_TRECHO DO TEXTO_
----------------

Trabalhei na redação de jornal até terminar a faculdade. Comecei um ano antes da faculdade e fui até o final, uns cinco anos de lida diária. Depois, fui trabalhar na Abril. Eu não estava mais na redação do jornal, mas continuei a fazer essa coluninha de cinema até o jornal fechar, não lembro direito quando foi, acho que nos anos 90.
Quais foram seus primeiros referenciais críticos, aqueles que começaram a abrir o teu olhar?
Nesse começo, eram, no conjunto, as pessoas que militavam na crítica em São Paulo. O primeiro jornal que li regularmente foi o Jornal da Tarde. Os críticos eram o Lauro Machado Coelho, a Pola Vartuck, o Luciano Ramos, Rubem Biáfora no Estadão, o Rubens Ewald Filho no Estadão e Jornal da Tarde, Edmar Pereira (JT), o Orlando Fassoni na Folha, um pouco depois o Inácio Araújo, na Folha… Esse conjunto, todo mundo ao mesmo tempo agora, criando uma certa ideia, para quem estava começando, de como lidar com isso. Lembro, inclusive, de notar como esses caras eram diferentes entre si, como tinham modos diferentes – quase não tinha mulher, tinha a Pola Vartuck. Ela, aliás, se encaixa nessa questão das diferentes abordagens sobre os filmes, e, portanto, do entendimento da função do crítico, mesmo em jornais diários da mesma cidade. A Pola Vartuck tinha um jeito muito peculiar de chegar ao filme. Posso estar enganado, mas acho que era pelo fato de ela estar um pouco mais distante de um certo formato tradicional de crítica daquela época. Um modelo de texto em que você começava apresentando o diretor, situando o filme. E ela entrava – essa é a lembrança que guardei – por umas janelas não tão convencionais. E tinha a turma do textão jornalístico mais classudo, mais erudito, com referências que foram importantes – sobre livros, autores, filmes.

----------------

_LINHAS DE DADOS_
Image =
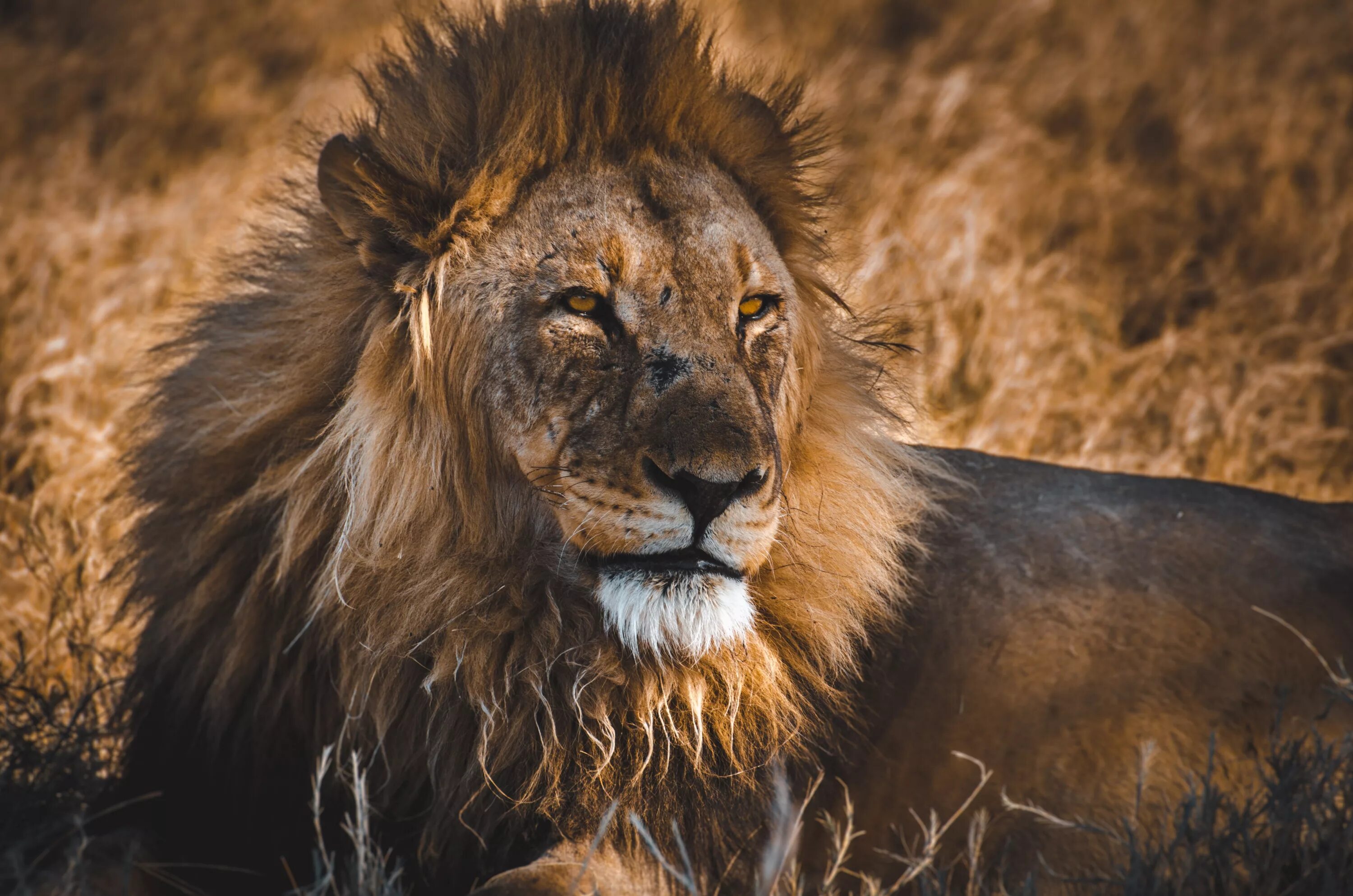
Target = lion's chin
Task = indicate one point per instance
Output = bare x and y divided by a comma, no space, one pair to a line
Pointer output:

----------------

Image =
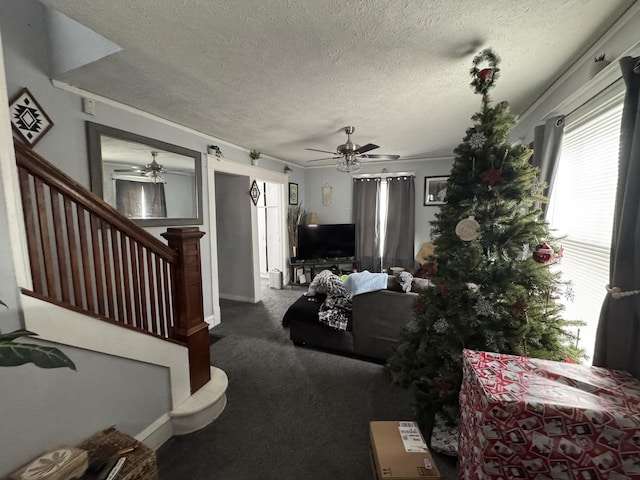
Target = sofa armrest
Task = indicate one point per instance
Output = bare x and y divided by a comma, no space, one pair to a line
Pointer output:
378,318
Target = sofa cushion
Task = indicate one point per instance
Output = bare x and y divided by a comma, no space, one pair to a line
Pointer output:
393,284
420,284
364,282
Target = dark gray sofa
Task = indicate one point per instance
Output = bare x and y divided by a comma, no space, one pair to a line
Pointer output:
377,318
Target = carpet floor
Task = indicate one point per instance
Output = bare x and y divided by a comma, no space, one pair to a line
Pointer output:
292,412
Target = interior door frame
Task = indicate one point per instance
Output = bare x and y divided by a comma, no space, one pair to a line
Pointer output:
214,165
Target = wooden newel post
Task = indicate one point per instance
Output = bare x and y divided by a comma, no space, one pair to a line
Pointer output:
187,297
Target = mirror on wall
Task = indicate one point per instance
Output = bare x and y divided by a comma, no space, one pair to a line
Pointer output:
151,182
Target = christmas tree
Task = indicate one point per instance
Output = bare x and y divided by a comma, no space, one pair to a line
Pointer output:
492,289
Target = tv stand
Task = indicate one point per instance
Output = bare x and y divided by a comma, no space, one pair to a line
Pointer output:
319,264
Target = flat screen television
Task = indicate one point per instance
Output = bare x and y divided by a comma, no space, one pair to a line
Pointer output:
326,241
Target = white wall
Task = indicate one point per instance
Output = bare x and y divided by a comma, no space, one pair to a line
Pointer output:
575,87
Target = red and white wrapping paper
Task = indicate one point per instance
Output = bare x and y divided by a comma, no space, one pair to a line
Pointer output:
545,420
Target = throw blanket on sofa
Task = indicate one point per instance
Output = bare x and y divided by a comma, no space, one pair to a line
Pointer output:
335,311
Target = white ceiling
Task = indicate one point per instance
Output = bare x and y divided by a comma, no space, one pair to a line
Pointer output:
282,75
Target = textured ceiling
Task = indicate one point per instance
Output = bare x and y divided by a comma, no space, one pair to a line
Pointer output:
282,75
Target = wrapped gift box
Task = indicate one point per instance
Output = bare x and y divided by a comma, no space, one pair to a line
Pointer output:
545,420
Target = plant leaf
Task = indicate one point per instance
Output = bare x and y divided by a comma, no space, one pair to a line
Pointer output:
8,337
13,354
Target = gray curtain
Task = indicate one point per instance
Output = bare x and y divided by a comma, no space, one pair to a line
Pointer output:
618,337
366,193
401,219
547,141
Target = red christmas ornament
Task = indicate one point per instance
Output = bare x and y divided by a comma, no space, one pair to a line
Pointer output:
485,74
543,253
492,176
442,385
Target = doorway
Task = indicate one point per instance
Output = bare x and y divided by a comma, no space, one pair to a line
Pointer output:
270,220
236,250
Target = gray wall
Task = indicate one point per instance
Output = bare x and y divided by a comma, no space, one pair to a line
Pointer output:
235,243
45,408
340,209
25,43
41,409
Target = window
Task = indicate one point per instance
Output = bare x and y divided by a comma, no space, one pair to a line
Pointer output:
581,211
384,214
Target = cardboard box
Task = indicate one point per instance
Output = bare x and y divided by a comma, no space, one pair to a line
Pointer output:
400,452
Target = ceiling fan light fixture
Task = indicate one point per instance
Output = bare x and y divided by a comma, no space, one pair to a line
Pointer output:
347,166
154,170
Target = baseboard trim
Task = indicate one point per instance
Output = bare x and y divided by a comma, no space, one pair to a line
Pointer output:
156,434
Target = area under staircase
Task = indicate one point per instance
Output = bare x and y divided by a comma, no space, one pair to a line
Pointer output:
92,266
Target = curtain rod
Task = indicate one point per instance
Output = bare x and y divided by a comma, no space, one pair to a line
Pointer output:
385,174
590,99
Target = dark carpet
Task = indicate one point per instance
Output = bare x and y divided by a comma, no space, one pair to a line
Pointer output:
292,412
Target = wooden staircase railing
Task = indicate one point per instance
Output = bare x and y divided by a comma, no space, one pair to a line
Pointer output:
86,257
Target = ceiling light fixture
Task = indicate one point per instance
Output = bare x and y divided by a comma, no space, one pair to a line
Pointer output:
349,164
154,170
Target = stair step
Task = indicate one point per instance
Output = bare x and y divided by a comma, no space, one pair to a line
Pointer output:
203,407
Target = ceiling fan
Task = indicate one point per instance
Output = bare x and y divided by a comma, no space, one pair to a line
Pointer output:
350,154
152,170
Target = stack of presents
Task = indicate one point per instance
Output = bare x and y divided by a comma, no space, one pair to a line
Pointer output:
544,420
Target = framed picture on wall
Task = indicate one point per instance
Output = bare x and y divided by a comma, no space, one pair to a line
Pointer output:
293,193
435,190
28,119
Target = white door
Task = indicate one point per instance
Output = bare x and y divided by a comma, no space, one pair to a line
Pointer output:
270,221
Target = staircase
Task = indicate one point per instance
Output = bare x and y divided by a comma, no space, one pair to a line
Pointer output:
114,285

----------------

_TAREFA A REALIZAR_
Dê continuidade à entrevista sobre crítica de cinema, começando logo depois da última frase. Os dados não são necessários.

_RESPOSTA ESCRITA_
[As influências] foram desse jeito que estou te falando: um monte de gente que escrevia em São Paulo, pessoas que depois eu fui conhecendo, e o conjunto dos textos que esses caras publicavam. E outras pessoas também. Lembro que o Jornal da Tarde tinha o Caderno de Sábado, e muitas vezes, quando um filme repercutia, saía um texto de uma página, mas uma página corpo 8. Fico imaginando quantos mil caracteres tinham aqueles textos. Enfim, uma maneira de lidar com aquele negócio com um fôlego que não era o fôlego da crítica. Isso tudo num primeiro momento da minha carreira.E desses todos, com quem você sentiu uma afinidade maior?
Tenho a impressão de que nessa época – estou tentando mapear, acho que ele começou a escrever na Folha em 83 ou 84, então estamos falando de meados dos anos 80 – me sentia mais estimulado pelos textos do Inácio Araújo, pelo que havia ali de proposta, de exploração, de diálogo com o filme.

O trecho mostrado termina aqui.